• TASK TO CARRY OUT: Look through the entries for the string "cabinet", and copy each line that holds it.

• DATA EXTRACT:

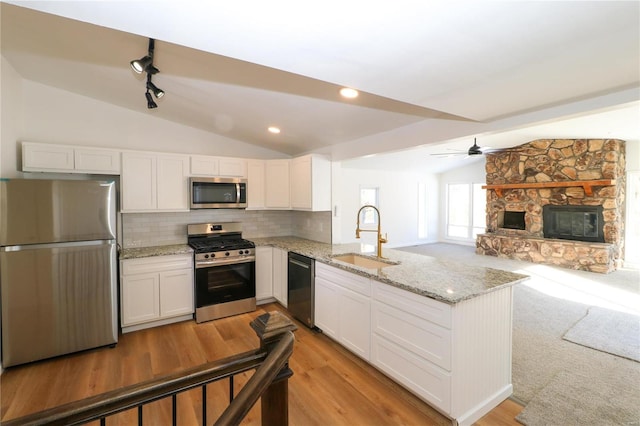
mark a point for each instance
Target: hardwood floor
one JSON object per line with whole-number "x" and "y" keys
{"x": 330, "y": 386}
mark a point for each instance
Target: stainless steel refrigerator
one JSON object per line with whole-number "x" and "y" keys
{"x": 58, "y": 279}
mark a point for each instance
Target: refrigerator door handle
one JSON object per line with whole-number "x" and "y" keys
{"x": 56, "y": 245}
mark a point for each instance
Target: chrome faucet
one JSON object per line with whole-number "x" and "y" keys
{"x": 381, "y": 239}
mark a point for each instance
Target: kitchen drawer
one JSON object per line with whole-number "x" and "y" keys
{"x": 345, "y": 279}
{"x": 420, "y": 306}
{"x": 425, "y": 379}
{"x": 424, "y": 338}
{"x": 157, "y": 264}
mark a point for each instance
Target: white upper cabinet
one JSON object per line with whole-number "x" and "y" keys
{"x": 202, "y": 165}
{"x": 255, "y": 184}
{"x": 39, "y": 157}
{"x": 94, "y": 160}
{"x": 232, "y": 167}
{"x": 173, "y": 182}
{"x": 277, "y": 192}
{"x": 154, "y": 182}
{"x": 311, "y": 183}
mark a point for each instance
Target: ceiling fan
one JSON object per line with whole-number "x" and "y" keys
{"x": 472, "y": 151}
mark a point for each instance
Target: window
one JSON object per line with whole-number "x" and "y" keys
{"x": 466, "y": 206}
{"x": 368, "y": 196}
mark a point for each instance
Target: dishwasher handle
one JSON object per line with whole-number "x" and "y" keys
{"x": 298, "y": 263}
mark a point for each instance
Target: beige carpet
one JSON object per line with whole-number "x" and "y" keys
{"x": 617, "y": 333}
{"x": 560, "y": 382}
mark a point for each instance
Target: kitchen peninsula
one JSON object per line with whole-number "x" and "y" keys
{"x": 441, "y": 329}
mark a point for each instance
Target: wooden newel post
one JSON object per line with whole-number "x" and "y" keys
{"x": 275, "y": 400}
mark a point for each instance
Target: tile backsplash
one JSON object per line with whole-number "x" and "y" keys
{"x": 158, "y": 229}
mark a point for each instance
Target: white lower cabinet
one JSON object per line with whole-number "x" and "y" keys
{"x": 457, "y": 358}
{"x": 156, "y": 290}
{"x": 343, "y": 308}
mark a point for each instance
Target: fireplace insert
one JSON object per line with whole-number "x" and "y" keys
{"x": 579, "y": 223}
{"x": 512, "y": 220}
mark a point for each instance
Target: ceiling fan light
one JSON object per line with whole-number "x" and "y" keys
{"x": 150, "y": 103}
{"x": 139, "y": 65}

• REPLY TO THE EXERCISE:
Target: white upper cabinet
Target: white lower cabinet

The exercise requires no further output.